## Your objective
For every record below, write out an exact copy.

+++ Data for the task

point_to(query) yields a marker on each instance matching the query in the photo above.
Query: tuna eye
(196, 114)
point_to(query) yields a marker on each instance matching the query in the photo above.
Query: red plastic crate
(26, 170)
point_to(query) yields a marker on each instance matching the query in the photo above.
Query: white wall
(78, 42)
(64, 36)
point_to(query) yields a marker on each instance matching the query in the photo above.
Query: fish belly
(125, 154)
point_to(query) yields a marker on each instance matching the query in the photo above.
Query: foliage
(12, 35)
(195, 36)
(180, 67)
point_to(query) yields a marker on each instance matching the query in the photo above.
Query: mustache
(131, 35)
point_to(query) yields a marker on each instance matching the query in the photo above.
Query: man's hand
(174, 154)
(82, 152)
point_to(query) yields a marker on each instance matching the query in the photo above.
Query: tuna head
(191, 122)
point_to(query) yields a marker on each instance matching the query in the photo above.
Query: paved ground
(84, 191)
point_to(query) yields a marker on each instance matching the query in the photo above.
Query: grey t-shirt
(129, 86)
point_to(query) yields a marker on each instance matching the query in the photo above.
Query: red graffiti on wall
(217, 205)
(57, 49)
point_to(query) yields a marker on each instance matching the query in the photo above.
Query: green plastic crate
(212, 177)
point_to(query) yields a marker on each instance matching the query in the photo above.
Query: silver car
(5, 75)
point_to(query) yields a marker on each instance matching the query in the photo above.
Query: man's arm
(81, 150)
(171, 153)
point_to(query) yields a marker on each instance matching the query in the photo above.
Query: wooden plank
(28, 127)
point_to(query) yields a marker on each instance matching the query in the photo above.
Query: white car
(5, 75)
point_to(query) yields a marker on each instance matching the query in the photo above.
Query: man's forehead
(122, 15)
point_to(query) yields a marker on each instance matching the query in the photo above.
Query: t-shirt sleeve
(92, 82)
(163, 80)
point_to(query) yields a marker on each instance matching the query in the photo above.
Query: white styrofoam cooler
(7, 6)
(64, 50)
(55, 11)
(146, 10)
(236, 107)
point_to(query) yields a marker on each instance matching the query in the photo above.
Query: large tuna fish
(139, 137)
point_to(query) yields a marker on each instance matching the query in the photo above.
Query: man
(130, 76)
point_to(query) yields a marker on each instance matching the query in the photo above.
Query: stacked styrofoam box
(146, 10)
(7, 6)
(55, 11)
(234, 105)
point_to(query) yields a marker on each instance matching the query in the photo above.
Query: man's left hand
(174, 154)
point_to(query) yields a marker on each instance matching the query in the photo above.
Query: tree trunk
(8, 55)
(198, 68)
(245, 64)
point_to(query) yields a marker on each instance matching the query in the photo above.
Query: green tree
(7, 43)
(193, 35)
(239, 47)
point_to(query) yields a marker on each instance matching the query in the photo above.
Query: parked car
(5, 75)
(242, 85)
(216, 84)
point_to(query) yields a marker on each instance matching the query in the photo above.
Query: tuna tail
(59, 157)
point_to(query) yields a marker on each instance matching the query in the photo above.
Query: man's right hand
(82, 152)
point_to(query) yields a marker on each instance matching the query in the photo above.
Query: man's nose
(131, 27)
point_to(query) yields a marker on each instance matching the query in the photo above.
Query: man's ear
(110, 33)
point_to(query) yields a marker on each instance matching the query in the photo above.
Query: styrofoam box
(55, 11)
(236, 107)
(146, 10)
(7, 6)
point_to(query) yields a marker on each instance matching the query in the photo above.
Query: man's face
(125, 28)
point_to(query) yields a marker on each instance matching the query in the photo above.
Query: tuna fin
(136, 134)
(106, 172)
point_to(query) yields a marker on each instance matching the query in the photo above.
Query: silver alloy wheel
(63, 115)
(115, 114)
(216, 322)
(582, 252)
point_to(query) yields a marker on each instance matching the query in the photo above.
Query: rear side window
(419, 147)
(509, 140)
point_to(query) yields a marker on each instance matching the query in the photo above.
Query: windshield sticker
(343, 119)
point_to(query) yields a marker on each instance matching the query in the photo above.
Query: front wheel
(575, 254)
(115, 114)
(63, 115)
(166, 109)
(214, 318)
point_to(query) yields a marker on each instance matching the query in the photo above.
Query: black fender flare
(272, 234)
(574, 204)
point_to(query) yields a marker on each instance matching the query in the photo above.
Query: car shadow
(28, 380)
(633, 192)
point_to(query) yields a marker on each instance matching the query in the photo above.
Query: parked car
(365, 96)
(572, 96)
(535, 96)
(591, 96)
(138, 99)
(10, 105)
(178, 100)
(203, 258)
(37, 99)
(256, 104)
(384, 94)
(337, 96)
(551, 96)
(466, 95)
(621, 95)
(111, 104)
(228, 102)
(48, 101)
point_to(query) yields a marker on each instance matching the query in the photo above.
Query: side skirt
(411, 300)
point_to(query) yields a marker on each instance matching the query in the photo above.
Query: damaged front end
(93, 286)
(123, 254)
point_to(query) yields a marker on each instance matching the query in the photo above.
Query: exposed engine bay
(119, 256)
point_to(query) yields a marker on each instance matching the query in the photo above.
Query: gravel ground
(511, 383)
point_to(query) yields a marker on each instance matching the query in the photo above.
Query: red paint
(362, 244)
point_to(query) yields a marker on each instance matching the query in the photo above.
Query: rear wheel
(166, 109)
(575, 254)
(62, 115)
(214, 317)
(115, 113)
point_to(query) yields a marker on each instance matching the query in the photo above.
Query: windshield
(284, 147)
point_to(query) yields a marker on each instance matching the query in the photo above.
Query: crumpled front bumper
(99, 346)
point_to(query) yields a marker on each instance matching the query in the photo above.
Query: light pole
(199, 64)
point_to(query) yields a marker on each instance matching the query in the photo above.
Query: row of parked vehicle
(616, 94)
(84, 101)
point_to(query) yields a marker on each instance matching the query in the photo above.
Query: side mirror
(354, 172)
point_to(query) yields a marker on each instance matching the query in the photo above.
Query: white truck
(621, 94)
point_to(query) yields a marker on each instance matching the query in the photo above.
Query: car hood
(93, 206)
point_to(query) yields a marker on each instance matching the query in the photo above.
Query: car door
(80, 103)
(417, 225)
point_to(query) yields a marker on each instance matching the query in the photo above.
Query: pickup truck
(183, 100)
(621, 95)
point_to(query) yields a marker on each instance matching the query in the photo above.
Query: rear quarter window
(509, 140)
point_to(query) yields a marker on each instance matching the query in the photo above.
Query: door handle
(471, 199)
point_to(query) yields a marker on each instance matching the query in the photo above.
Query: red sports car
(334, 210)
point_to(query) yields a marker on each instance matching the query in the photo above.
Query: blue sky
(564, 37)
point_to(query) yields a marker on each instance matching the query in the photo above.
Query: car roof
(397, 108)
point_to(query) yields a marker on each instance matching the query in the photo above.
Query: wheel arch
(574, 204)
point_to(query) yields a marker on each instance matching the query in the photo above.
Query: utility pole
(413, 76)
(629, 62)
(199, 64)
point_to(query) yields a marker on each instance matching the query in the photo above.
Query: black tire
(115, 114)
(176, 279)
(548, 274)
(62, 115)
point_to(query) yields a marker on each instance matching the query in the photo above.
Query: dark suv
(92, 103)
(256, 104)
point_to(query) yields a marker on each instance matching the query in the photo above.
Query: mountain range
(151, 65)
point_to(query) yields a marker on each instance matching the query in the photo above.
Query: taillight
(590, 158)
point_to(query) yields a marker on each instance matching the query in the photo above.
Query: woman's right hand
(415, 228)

++++++

## Output for this exercise
point_to(query) yields a marker on each instance matching the query in the photo above.
Query: tuna eye
(196, 114)
point_to(query) yields a marker on each instance matching the query in the photo above.
Query: red plastic crate
(26, 170)
point_to(query) yields a marker on each instance matching the query in the photo above.
Query: white wall
(78, 42)
(64, 36)
point_to(query) yields a marker on each instance matching the query in the photo above.
Query: fish belly
(125, 154)
point_to(query) yields a marker on each instance matching the query in the photo above.
Query: foliage
(12, 35)
(195, 36)
(180, 67)
point_to(query) yields a marker on each instance matching the query in the photo above.
Query: mustache
(131, 35)
point_to(query) yields a marker on each instance matching the query in the photo above.
Query: man's hand
(174, 154)
(82, 152)
point_to(query) yields a marker on each instance matching the query in the photo above.
Query: tuna head
(191, 122)
point_to(query) yields a marker on each instance matching the query in the photo above.
Query: paved ground
(84, 191)
point_to(query) yields a marker on each instance matching the query in the photo above.
Query: grey t-shirt
(129, 86)
point_to(query) yields a marker on each instance matching the query in the photo above.
Query: red graffiti on wall
(217, 205)
(57, 49)
point_to(query) yields a marker on each instance matching the query in the photo above.
Query: green plastic crate
(212, 177)
point_to(query) yields a marker on each instance matching the query in the photo above.
Query: silver car
(5, 75)
point_to(query) yields a marker on each instance matching the query in the photo above.
Query: man's arm
(81, 150)
(171, 153)
point_to(query) yields a marker on each instance matching the query in the photo above.
Query: wooden plank
(28, 127)
point_to(query) yields a marker on each instance matching the query in the photo above.
Query: white car
(5, 75)
point_to(query) yields a marker on each instance matching the query in the photo above.
Query: man's forehead
(122, 15)
point_to(query) yields a marker on each instance matching the query in the photo above.
Query: t-shirt sleeve
(92, 82)
(163, 80)
point_to(query) yields a marker on each instance matching the query in the photo above.
Query: white styrofoam cooler
(7, 6)
(64, 50)
(55, 11)
(146, 10)
(236, 107)
point_to(query) yields a marker on each instance matching the query in the photo above.
Query: large tuna fish
(139, 137)
point_to(query) yields a marker on each instance matching the query in the photo above.
Query: man
(130, 76)
point_to(query) yields a marker on each instance matching the query in the photo above.
Query: stacked styrofoam box
(146, 10)
(7, 6)
(55, 11)
(234, 105)
point_to(query) yields a marker on each instance matching the query in the photo above.
Query: man's left hand
(174, 154)
point_to(query) yields a marker on each instance matching the query in the photo above.
Query: tree trunk
(8, 55)
(198, 68)
(245, 64)
point_to(query) yields a marker on each instance matching the query in the photo above.
Query: green tree
(7, 43)
(193, 35)
(239, 47)
point_to(query) yields a marker on each instance matching the query in the photo above.
Query: parked car
(5, 75)
(242, 85)
(216, 84)
point_to(query) yields a marker on each instance matching the query in the photo above.
Query: tuna tail
(59, 157)
point_to(query) yields a marker on each instance matching the query in the photo above.
Query: man's right hand
(82, 152)
point_to(query) yields a marker on each instance matching the query in the photo above.
Query: man's nose
(131, 27)
point_to(query) yields a marker on each instance matching the query in the photo above.
Query: man's ear
(110, 33)
point_to(query) yields a marker on each instance matching the query in the photo above.
Query: styrofoam box
(55, 11)
(236, 107)
(146, 10)
(7, 6)
point_to(query) yields a marker on each instance matching the query in the photo above.
Query: man's face
(125, 28)
point_to(query) yields a marker on each instance matching the query in the photo above.
Query: tuna fin
(136, 134)
(106, 172)
point_to(query) yields a marker on each instance matching the query in the photo above.
Query: silver alloy wheel
(63, 115)
(115, 114)
(216, 322)
(582, 252)
point_to(query) yields a marker on each instance matching the query in the photo above.
Query: rear side window
(419, 147)
(509, 140)
point_to(query) yields a marker on each instance matching the query in the photo above.
Query: windshield sticker
(343, 119)
point_to(query) yields a marker on each instance matching the query in the photo above.
Query: front wheel
(575, 254)
(115, 114)
(63, 115)
(166, 109)
(214, 318)
point_to(query) yields a marker on each instance matching the query in the photo above.
Query: black fender flare
(272, 234)
(574, 204)
point_to(query) yields a marker on each instance matching the query in the photo above.
Query: car shadow
(28, 380)
(633, 192)
point_to(query) yields a marker on each instance matching the query in the photo above.
Query: parked car
(365, 96)
(572, 96)
(535, 96)
(591, 96)
(138, 99)
(10, 105)
(178, 100)
(203, 258)
(37, 99)
(256, 104)
(384, 94)
(337, 96)
(551, 96)
(466, 95)
(621, 95)
(111, 104)
(228, 102)
(48, 101)
point_to(query) yields a marker on each instance matching the query in the photo above.
Query: side skirt
(411, 300)
point_to(query) yields a marker on each instance matching the query in the photo above.
Query: damaged front end
(93, 286)
(123, 254)
point_to(query) yields a marker on each instance matching the query in the photo above.
Query: exposed engine bay
(119, 256)
point_to(query) yields a marker on each instance matching the query in the photo above.
Query: gravel ground
(511, 383)
point_to(query) yields a marker on each instance matching the query in the photo above.
Query: red paint
(362, 244)
point_to(query) yields a marker on each instance matching the query in the photo above.
Query: rear wheel
(166, 109)
(575, 254)
(62, 115)
(214, 317)
(115, 113)
point_to(query) yields a marker on each instance matching the query in the photo above.
Query: windshield
(284, 147)
point_to(query) yields a marker on each instance matching the query in the photo above.
Query: crumpled front bumper
(99, 346)
point_to(query) yields a marker on each instance matching the query in the photo above.
Query: light pole
(199, 64)
point_to(query) yields a marker on each instance matching the query in the photo above.
Query: row of parked vehicle
(616, 94)
(84, 101)
point_to(query) yields a marker on each instance matching the query in the photo above.
Query: side mirror
(354, 172)
point_to(query) yields a marker on each instance matching the query in the photo above.
Query: white truck
(621, 94)
point_to(query) yields a marker on each instance matching the query in the photo above.
Query: car hood
(93, 206)
point_to(query) yields a marker on each instance matching the query in the photo above.
Query: car door
(80, 103)
(417, 225)
point_to(query) yields a marker on each instance matching the query in the photo above.
Query: pickup truck
(183, 100)
(621, 95)
point_to(query) yields a marker on each instance matching the query in the photo above.
Query: rear quarter window
(509, 140)
point_to(query) yields a marker on each instance matching the query in the photo above.
Query: door handle
(471, 199)
point_to(query) yields a marker on each instance matching the query in the photo above.
Query: red sports car
(334, 210)
point_to(query) yields a marker on each instance matching the query in the photo above.
Query: blue sky
(564, 37)
point_to(query) yields a marker on each instance matching the query in the photo above.
Query: car roof
(397, 108)
point_to(query) yields a marker on each instance matching the query in the photo above.
Query: wheel arch
(574, 204)
point_to(query) yields a marker on each instance matching the query in the photo above.
Query: utility pole
(413, 76)
(629, 62)
(199, 64)
point_to(query) yields a marker on each instance matching the query in the photo above.
Query: black tire
(115, 114)
(176, 279)
(548, 274)
(62, 115)
point_to(query) yields a marker on each instance matching the query in the photo above.
Query: dark suv
(92, 103)
(256, 104)
point_to(query) yields a marker on each instance matching the query in the photo above.
Query: mountain range
(151, 65)
point_to(query) yields a marker on each instance matching the query in the photo above.
Query: taillight
(590, 158)
point_to(query) yields a marker on each instance matching the query in the photo above.
Query: woman's right hand
(415, 228)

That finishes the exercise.